**INSTRUCTIONS FOR THE TASK:** Repeat each entry below exactly as it stands.
↓
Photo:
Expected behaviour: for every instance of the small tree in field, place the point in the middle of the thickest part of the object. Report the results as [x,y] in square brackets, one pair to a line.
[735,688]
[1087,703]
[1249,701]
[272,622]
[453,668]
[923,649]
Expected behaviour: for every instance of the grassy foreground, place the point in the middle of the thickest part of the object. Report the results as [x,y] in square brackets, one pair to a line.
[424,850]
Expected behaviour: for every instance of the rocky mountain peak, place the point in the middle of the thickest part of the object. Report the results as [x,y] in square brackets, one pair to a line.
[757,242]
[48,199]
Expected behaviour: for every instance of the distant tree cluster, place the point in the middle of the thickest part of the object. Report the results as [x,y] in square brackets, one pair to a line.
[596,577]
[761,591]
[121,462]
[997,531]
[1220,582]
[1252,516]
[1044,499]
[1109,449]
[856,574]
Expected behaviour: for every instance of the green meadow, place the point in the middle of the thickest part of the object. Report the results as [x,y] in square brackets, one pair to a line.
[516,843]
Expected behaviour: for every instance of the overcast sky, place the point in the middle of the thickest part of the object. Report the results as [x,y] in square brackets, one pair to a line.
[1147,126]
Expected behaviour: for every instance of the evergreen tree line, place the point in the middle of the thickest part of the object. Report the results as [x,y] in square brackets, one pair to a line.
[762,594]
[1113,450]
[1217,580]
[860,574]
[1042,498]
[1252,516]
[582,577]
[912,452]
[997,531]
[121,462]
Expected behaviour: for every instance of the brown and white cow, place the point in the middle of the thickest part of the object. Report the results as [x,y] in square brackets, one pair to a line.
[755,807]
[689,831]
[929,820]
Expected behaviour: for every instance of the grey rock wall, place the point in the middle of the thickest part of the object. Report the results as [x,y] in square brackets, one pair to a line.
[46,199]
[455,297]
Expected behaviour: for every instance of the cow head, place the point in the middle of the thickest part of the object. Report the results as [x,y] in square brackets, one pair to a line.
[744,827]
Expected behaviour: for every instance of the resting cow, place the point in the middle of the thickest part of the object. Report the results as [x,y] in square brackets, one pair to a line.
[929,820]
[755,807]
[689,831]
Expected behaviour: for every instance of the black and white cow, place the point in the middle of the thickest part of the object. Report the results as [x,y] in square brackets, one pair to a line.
↑
**RESPONSE:**
Photo:
Expected behaviour: for every instance of the small tree in field, place the point in the middle of the thickest part of the object. Report the results as [x,y] in square brackets, one pair to a line.
[735,688]
[1087,703]
[1249,701]
[272,622]
[453,668]
[923,649]
Expected behaviour: for every instance of the grassy foreground, place the point in the middle of the thickest part of the object. Report the results as [x,y] in square brackets, one pair to a line.
[424,850]
Expected behaviour: for every instance of the rocky mountain peak, place the point in the middle of the thickest part of the object. Report the results as [x,y] in square brackets, one pair to a line.
[757,242]
[48,199]
Expected behaviour: for every instance of the distant tree cluster, place the point in the middle of the thickest part of the object. Report the results as [x,y] in square brackets, one pair to a line.
[596,577]
[761,591]
[121,462]
[997,531]
[1220,582]
[1252,516]
[1044,499]
[1109,449]
[856,574]
Expected behaviour: for every instance of the green meadow, place the point in the middle of the thickest part of the object. Report the results as [x,y] in square brackets, one pair to a line.
[516,843]
Expected behaviour: for every instance of the overcast sky, place the point in the middle of the thickest part of the object. Report the results as [x,y] in square brackets, one pair to a line.
[1147,126]
Expected behaviour: for every instance of the evergreen tree line, place the point in the middle of the thickest part of the object. Report the results as [x,y] in square brackets, one pair to a line.
[762,594]
[1113,450]
[1217,580]
[860,574]
[1042,498]
[1252,516]
[582,577]
[912,452]
[997,531]
[121,462]
Expected behaviour: for every instance of the brown and white cow, place the point in the middle of the thickest part of the object. Report the results as [x,y] in square brackets, one pair to a line.
[755,807]
[689,831]
[929,820]
Expected behaviour: for every instance of the grey rock wall, place the point in the middle of the thickest part of the object. Report the results as [x,y] in square brackets, one pair to a line.
[46,199]
[455,297]
Expected behaviour: for every instance of the cow head, place the point in the middle of the thickest part of the object. Report the results as [x,y] in square brackets, one pair to a line.
[744,827]
Expected behaviour: for every instance of the resting cow, place the point in the middle of the thickest part of the object. Report the results as [x,y] in square brackets, one pair to a line.
[929,820]
[755,807]
[689,831]
Expected behaviour: for every instance of the black and white cow, place the point in the middle of the thickest part of the object. Report the results as [x,y] in square brackets, one pair to a line.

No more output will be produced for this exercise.